* GIVEN TASK: Copy out exactly the lines from the line containing "Where can the glass" to the end of the listing.

Begin

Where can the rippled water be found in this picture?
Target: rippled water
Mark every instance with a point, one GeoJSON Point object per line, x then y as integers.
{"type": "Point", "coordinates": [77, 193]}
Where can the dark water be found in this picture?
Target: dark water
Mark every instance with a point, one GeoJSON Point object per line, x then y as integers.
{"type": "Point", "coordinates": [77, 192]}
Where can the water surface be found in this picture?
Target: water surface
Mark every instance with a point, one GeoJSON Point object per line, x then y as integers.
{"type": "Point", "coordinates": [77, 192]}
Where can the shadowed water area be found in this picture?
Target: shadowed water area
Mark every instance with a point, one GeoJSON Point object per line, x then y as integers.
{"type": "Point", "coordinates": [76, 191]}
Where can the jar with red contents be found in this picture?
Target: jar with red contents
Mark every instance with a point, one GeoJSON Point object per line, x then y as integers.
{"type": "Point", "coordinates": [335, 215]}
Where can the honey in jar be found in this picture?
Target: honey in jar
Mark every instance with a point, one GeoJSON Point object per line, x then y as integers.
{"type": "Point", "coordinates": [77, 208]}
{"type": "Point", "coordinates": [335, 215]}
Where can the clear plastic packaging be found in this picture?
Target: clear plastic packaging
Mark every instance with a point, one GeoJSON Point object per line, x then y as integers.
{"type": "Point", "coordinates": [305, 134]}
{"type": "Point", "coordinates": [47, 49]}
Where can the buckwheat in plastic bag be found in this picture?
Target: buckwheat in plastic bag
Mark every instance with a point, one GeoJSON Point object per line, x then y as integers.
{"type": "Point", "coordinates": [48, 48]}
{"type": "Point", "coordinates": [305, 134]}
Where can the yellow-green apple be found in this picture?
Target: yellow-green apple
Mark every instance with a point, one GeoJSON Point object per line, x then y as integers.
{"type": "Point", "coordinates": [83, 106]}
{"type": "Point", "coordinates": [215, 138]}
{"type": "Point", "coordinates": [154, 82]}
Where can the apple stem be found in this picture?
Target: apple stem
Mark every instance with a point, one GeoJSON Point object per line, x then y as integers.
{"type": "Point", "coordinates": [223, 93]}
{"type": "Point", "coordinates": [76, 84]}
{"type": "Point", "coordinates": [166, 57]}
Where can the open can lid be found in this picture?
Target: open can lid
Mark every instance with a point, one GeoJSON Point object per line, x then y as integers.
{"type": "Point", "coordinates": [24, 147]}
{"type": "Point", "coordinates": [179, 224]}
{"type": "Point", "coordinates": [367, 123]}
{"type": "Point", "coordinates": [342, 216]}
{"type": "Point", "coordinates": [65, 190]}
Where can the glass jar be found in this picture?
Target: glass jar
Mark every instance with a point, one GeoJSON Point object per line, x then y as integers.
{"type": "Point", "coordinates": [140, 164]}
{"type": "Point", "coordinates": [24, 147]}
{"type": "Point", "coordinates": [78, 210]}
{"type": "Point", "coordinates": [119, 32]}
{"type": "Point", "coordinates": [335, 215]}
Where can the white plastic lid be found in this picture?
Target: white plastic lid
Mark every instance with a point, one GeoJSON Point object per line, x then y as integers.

End

* SOLUTION TO THIS PROBLEM:
Where can the glass jar be found in this picture?
Target: glass jar
Mark every instance with a point, one GeoJSON Point object per line, x then y as integers.
{"type": "Point", "coordinates": [140, 164]}
{"type": "Point", "coordinates": [24, 147]}
{"type": "Point", "coordinates": [78, 210]}
{"type": "Point", "coordinates": [119, 32]}
{"type": "Point", "coordinates": [335, 215]}
Where can the white plastic lid be found in this picture?
Target: white plastic lid
Mark every instance with a point, one GeoJSON Point object per line, x then y as integers.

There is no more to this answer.